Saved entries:
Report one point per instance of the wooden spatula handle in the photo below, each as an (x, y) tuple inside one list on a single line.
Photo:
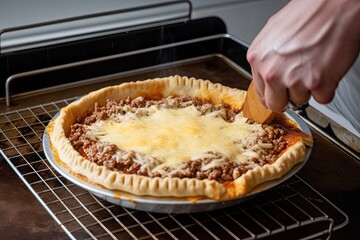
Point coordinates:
[(253, 109)]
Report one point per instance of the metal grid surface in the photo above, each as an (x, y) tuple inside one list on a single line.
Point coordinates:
[(291, 209)]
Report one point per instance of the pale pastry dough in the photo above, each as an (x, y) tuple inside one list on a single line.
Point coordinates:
[(156, 186)]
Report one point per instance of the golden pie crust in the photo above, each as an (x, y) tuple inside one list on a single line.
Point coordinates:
[(156, 186)]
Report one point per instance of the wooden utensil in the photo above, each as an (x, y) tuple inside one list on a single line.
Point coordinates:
[(254, 110)]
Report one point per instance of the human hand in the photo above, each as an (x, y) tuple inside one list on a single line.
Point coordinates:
[(304, 50)]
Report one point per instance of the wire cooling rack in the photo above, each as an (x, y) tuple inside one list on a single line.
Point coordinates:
[(291, 210)]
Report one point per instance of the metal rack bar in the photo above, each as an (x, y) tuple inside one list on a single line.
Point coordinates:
[(282, 210)]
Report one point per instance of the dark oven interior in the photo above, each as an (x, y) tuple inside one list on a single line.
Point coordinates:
[(36, 83)]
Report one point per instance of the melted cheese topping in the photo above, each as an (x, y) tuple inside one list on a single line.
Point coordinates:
[(176, 135)]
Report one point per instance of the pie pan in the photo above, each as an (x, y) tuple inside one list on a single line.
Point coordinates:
[(169, 204)]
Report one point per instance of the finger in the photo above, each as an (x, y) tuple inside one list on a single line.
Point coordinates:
[(276, 97), (324, 92), (299, 94), (259, 86)]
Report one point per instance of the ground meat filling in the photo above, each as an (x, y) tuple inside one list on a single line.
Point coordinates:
[(108, 155)]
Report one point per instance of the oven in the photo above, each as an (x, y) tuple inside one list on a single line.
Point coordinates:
[(43, 72)]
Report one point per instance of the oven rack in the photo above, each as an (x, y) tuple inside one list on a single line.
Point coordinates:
[(292, 209)]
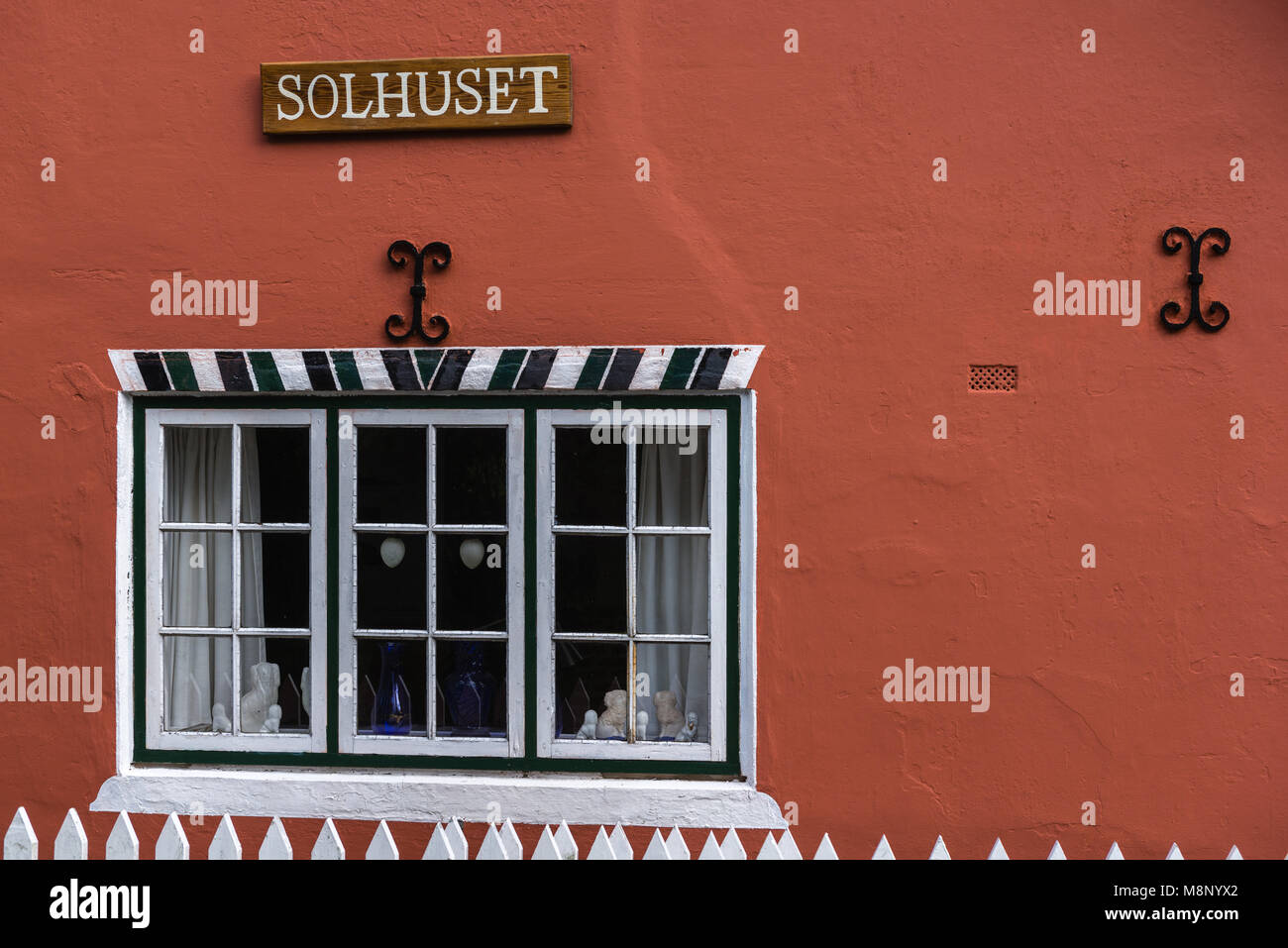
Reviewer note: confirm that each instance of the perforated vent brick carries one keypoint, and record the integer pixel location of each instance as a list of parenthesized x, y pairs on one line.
[(993, 377)]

▶ **WHAT YOU SHOULD DO**:
Transcribe each line above exactly, pictures excluded.

▶ **ANSWER SECTION**:
Report one point per instance of the wooden spatula handle in the photo below, each as an (x, y) tuple inside one list on a single line.
Photo:
Point coordinates:
[(253, 109)]
Report one point per instance of the metal grid surface in the photo above, each as an (x, y) tuple inside one list on a single line.
Point coordinates:
[(291, 209)]
Report one point per instance of the pale pastry dough in the photo above, each as an (x, y) tuple inside one list on a single line.
Point coordinates:
[(156, 186)]
Report one point per instance of the golden pie crust in the photo above, each as an (x, y) tuple inside one list on a single line.
Point coordinates:
[(156, 186)]
Report one point per instance of the wooden utensil in the photo above, each as an (x, y) tuple inside one list on a single line.
Point coordinates:
[(254, 110)]
Report one point per instance of the human hand in the photo above, each as an (x, y) tuple inside one list on a single line.
Point coordinates:
[(304, 50)]
Report one point per instance of the wire cooling rack in the photo above, each as an (x, y) tuple inside one list on a single line.
Point coordinates:
[(291, 210)]
Report one point per instance of the metal rack bar in the photo above, each as an (x, y) tuple inside one list on a single line.
Point coordinates:
[(282, 210)]
Report one point per instance of the dark oven interior in the photo above, each as an (x, y) tuple inside one list on a single line.
Point coordinates:
[(36, 83)]
Report one point per instance of the melted cheese topping in the photo above, each as an (x, y) tuple inside one list on a single line.
Point coordinates:
[(176, 135)]
Report one point per instance of the pie pan in the photo above, each as an (x, y) tuple inside one list on a single line.
Point coordinates:
[(169, 204)]
Report one point per instance of the finger in the photo above, each as an (x, y) tuple inside one list on a single line.
Point coordinates:
[(276, 97), (324, 92), (299, 94), (259, 86)]
Report one point per instance of the ground meat filling in the photo above, each as an (x, y) tuple inside one list on a single line.
Point coordinates:
[(108, 155)]
Report one point per instance of the oven in the photo above, each as an (x, y) tuple inside one list on a single line.
Point coordinates:
[(43, 72)]
Report one point per instance of the oven rack in the photo above, each as an (x, y) tuple inside one list on a single line.
Point coordinates:
[(292, 209)]
Reviewer note: confirm that each instance of the perforated vent brick carries one keypoint, and record the integer pixel location of each instance as a list of parenthesized x, y pairs on one line.
[(993, 377)]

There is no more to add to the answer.